▶ [Directive]: From the records below, keep only the lines that contain the string "street" with the same capitalization, and copy each of those lines in full.

Point annotation dataset records:
○ ○ ○
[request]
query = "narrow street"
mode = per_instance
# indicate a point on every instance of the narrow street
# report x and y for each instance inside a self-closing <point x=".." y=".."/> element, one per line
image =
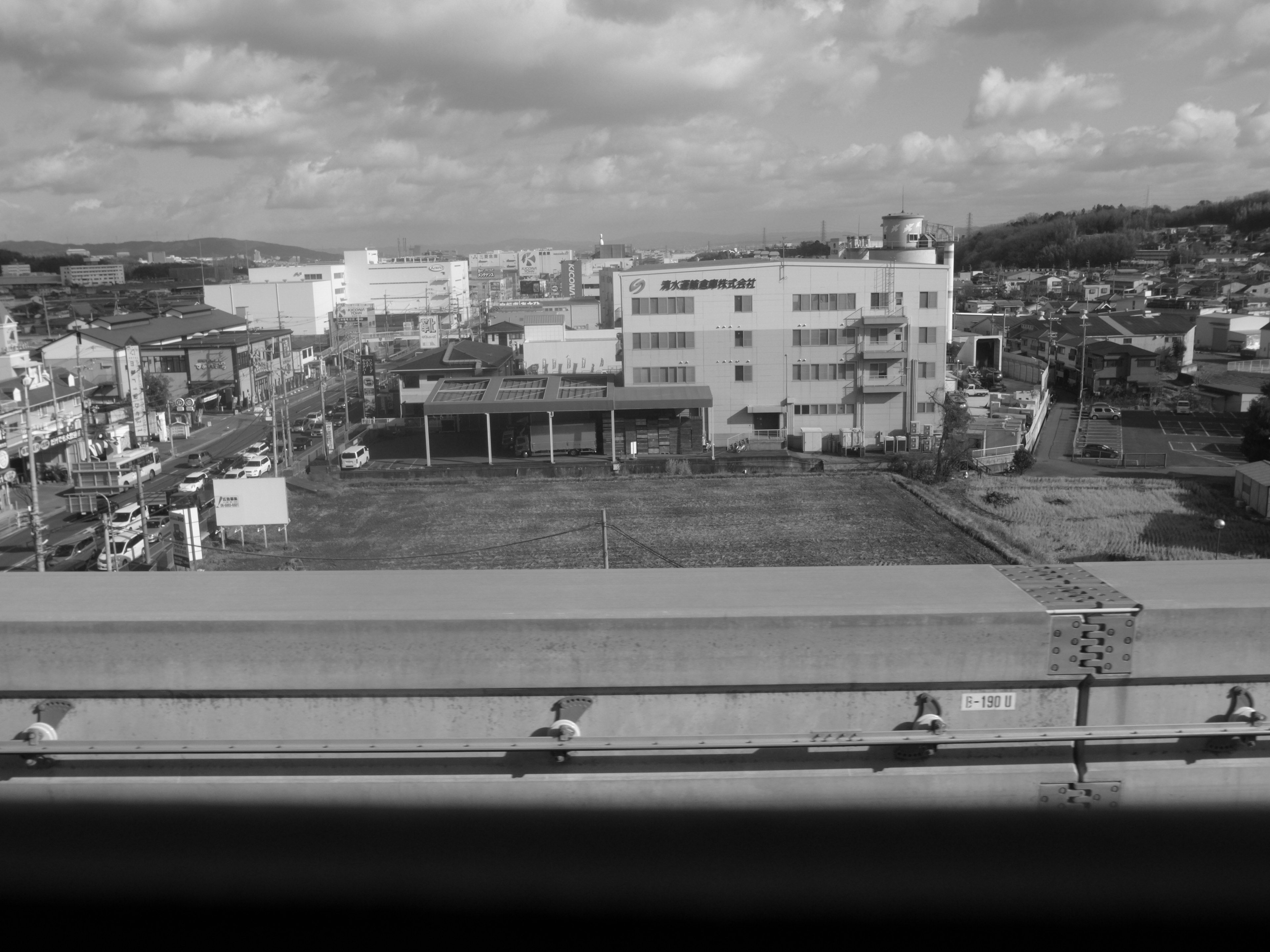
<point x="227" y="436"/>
○ ○ ○
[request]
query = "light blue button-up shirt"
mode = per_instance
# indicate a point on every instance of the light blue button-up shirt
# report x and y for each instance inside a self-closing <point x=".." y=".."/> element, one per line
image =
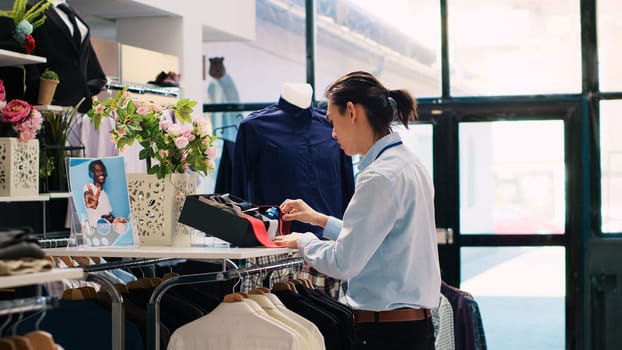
○ ○ ○
▶ [Exercise result]:
query = "narrow street"
# indicate a point on every instance of the narrow street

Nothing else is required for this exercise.